— BEGIN DATA SUPPLIED —

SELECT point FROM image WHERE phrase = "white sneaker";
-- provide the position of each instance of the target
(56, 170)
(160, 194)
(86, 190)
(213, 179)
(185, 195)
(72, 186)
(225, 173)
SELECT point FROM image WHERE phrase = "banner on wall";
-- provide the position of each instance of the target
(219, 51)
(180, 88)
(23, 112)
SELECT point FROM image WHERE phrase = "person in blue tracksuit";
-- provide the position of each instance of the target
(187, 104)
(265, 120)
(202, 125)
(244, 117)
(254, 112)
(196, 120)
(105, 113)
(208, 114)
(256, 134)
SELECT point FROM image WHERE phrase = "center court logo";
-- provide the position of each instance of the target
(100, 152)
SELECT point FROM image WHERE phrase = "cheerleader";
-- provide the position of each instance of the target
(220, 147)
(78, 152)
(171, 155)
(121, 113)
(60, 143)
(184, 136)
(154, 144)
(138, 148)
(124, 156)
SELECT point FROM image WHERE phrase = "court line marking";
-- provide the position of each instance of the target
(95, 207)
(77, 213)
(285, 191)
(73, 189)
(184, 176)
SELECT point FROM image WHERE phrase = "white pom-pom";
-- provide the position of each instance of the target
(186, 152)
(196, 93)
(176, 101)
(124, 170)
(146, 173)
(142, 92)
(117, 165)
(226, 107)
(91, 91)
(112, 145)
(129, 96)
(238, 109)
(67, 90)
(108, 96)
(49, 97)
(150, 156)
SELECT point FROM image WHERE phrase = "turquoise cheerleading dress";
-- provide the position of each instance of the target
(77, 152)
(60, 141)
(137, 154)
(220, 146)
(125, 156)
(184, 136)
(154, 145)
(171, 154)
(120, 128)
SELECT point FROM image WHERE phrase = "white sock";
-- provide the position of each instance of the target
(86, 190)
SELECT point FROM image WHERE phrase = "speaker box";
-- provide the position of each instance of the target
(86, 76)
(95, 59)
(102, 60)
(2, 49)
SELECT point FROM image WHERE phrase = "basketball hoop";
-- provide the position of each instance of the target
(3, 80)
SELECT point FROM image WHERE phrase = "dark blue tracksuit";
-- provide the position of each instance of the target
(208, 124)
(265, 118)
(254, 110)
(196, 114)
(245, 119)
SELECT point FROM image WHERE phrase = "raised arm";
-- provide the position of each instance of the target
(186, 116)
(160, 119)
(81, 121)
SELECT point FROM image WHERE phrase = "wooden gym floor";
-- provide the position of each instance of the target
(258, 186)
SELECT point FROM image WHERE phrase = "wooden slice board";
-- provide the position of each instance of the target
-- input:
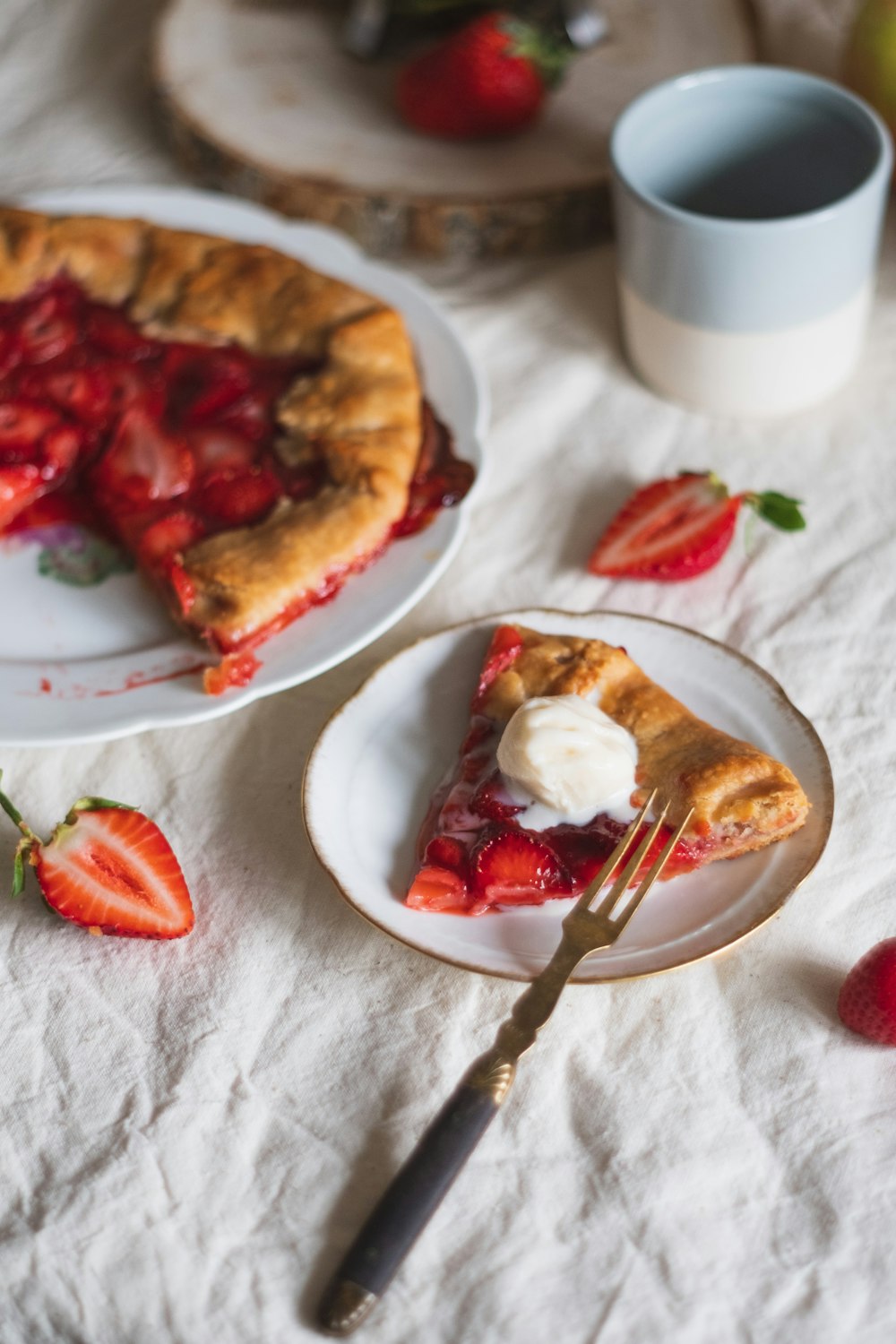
(263, 102)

— END DATA SUPPLIED —

▸ PROMPT: Please locate each line of the records above that contains the string "wooden" and copy those lines out. Treat uppercase and lowercase letters as different.

▸ CORRECT ANSWER:
SELECT point FROM image WHERE phrase = "wooden gym floor";
SELECT point FROM image WHERE phrase = "wooden slice board";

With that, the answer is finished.